PROBLEM A — Pick out every line of the rows below that contains the word "headlight" and copy each one.

SOURCE PASSAGE —
Harmonize Data by Using SSPs: Map RAW Files to IDS Files

You can create self-service Tetra Data pipelines (SSPs) to parse proprietary instrument output files (RAW files) into a vendor-neutral and scientifically relevant Intermediate Data Schema (IDS).

This topic provides an example setup for for mapping RAW files to IDS files by using an SSP.

Architecture

The following diagram shows an example SSP workflow for mapping RAW files to IDS files:

Example SSP workflow for harmonizing data

Example SSP workflow for harmonizing data

The diagram shows the following workflow:

  1. The “Hello, World!” SSP Example sspdemo-taskscript task script version is updated to v3.0.0. The config.json file has three exposed functions:
    • print-hello-world (main.print_hello_world), which is the print_hello_world function found in the main.py file.
    • decorate-input-file (main.decorate_input_file), which is the decorate_input_file function found in the main.py file.
    • harmonize-input-file (main.harmonize_input_file), which is the harmonize_input_file function found in the main.py file.
  2. A protocol named harmonize (v1.0.0) is created. The protocol.yml file provides the protocol name, description, and outlines one step: harmonize-input-file-step. This step points to the sspdemo-taskscript task script and the exposed function, harmonize-input-file. The input to this function is the input file that kicked off the pipeline workflow.

📘

NOTE

For an example SSP folder structure, see SSP Folder Structure in the "Hello, World!" SSP Example.

Create and Deploy the Task Script

Task scripts are the building blocks of protocols, so you must build and deploy your task scripts before you can deploy a protocol that uses them.

Task scripts require the following:

  • A config.json file that contains configuration information that exposes and makes your Python functions accessible so that protocols can use them.
  • A Python file that contains python functions (main.py in the following examples) that include the code that’s used in file processing.
  • A requirements.txt file that either specifies any required third-party Python modules, or that is left empty if no modules are needed.

To create and deploy a task script that transforms a raw data file into an IDS file, do the following.

📘

NOTE

For more information about creating custom task scripts, see Task Script Files. For information about testing custom task scripts locally, see Create and Test Custom Task Scripts.

Create a config.json File

Create a config.json file in your code editor by using the following code snippet:

{
    "language": "python",
    "runtime": "python3.11",
    "functions": [
        {
            "slug": "print-hello-world",
            "function": "main.print_hello_world"

SUPPLIED RECORDS —
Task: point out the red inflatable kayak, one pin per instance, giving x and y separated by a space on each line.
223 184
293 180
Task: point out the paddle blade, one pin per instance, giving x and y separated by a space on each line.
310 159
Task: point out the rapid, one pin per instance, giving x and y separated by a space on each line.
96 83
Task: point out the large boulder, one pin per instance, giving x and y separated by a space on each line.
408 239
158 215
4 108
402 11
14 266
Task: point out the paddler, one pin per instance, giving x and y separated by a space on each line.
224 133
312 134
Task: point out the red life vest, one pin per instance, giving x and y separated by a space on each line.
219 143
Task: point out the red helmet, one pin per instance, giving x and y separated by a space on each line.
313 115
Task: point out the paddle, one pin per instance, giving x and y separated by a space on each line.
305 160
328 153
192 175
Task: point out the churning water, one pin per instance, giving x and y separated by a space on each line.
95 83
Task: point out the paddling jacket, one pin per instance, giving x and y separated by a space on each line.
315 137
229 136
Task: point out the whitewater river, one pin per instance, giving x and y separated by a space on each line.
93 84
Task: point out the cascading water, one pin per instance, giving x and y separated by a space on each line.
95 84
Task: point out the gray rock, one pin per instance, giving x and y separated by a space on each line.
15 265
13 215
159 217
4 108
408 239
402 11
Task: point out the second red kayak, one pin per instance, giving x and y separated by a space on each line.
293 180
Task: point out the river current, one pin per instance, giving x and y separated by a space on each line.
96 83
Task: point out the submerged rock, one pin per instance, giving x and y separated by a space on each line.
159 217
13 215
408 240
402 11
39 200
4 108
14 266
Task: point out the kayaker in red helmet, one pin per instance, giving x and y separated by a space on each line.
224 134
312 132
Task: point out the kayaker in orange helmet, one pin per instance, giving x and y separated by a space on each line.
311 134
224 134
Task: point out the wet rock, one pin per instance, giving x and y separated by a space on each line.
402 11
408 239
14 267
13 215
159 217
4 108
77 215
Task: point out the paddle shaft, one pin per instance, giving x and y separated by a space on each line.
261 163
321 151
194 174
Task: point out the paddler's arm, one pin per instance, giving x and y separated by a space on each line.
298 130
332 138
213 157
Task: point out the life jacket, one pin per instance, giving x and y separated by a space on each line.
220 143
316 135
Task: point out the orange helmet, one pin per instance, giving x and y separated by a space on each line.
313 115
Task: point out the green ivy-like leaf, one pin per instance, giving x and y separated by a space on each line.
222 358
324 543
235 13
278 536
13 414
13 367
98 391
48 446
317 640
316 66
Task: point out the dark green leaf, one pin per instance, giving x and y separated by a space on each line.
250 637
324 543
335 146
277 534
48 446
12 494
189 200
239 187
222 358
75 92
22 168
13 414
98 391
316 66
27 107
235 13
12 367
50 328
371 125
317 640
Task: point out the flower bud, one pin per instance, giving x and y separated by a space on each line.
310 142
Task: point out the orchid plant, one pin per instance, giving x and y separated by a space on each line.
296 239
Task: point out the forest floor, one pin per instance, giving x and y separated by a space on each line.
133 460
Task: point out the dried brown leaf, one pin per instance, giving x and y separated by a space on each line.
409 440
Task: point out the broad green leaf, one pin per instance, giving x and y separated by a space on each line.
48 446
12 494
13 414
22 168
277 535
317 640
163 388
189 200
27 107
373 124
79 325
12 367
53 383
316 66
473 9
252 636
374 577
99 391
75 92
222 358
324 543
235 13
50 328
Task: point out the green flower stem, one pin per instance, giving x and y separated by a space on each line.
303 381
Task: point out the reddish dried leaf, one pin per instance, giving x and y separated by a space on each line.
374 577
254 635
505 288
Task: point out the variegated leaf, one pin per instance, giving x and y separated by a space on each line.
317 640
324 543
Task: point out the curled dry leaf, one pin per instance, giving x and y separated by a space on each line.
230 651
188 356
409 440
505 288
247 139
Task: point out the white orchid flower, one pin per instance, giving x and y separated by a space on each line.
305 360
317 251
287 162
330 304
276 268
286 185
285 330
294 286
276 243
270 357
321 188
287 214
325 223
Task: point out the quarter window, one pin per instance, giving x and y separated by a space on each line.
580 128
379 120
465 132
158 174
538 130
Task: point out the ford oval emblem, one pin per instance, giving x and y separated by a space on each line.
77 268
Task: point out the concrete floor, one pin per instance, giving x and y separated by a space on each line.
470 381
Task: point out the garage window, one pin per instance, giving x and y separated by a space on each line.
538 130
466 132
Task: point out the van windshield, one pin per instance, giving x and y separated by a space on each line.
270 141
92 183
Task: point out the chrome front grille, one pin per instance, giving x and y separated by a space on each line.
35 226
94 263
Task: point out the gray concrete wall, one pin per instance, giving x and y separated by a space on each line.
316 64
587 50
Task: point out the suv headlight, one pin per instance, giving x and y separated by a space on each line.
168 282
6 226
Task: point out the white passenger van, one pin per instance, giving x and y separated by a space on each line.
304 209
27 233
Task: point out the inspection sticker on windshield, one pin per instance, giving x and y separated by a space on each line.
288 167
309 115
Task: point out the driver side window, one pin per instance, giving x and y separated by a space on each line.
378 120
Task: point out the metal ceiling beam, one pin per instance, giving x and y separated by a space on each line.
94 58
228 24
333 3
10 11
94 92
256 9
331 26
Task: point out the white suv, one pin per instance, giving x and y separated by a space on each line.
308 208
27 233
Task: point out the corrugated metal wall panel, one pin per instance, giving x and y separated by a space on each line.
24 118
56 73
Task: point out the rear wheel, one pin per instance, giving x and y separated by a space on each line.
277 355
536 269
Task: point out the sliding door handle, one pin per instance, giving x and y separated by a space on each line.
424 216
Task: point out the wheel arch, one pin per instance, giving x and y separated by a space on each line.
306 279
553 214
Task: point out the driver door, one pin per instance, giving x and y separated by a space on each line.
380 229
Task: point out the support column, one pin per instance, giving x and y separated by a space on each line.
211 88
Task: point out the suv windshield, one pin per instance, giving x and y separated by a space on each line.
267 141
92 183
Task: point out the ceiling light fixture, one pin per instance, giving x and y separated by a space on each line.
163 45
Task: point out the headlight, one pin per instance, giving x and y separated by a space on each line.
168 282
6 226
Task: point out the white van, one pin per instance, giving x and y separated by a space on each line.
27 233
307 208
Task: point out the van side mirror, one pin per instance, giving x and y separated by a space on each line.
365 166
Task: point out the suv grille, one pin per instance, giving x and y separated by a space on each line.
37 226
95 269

PROBLEM B — Give what follows in the page on mapping RAW files to IDS files with SSPs, continuing from the point where it stops above.

TASK RESULT A —
Task: point out the suv headlight, one pin per instance, giving x and y separated by a space on each line.
Task: point out the headlight, one pin per instance, giving x and y separated by a space on each line.

TASK RESULT B —
        },
        {
            "slug": "decorate-input-file",
            "function": "main.decorate_input_file"
        },
        { 
            "slug": "harmonize-input-file", 
            "function": "main.harmonize_input_file"
        }
    ]
}

📘

NOTE

You can choose which Python version a task script uses by specifying the "runtime" parameter in the script's config.json file. Python versions 3.7, 3.8, 3.9, 3.10, and 3.11 are supported currently. If you don't include a "runtime" parameter, the script uses Python v3.7 by default.

Update Your main.py File

Using the task script from Decorate Data by Using SSPs: Add Labels to Files, add the following elements to your task script:

from ts_sdk.task.__task_script_runner import Context

def print_hello_world(input: dict, context: Context):
    print("Hello World!")
    return "Hello World!"
    
def decorate_input_file(input: dict, context: Context) -> dict:
    print("Start 'decorate_input_file' function...")
    
    input_file_pointer = input["input_file_pointer"]
    file_name = context.get_file_name(input_file_pointer)
    labels_json = input["labels_json"]
    
    added_labels = context.add_labels(
        file=input_file_pointer,
        labels=labels_json,
    )
    
    print("'decorate_input_file' completed")
    return input_file_pointer


def harmonize_input_file(input: dict, context: Context) -> dict:

    # Retrieve Input File Pointer from input arguments
    input_file_pointer = input["input_file_pointer"]

    # Open the file and bring in contents to parse

    # Extract fields and data relevant to the IDS
    Order of fields analysisResult from biochemistry-analyzer IDS Details

    # Create IDS json

    # Save the file to S3 and save pointer to return
    saved_ids = context.write_file(
        content=json.dumps(ids_dict),
        file_name="ids_demo.json",
        file_category="IDS",
        ids="NAMESPACE/IDS_NAME:VERSION"
    )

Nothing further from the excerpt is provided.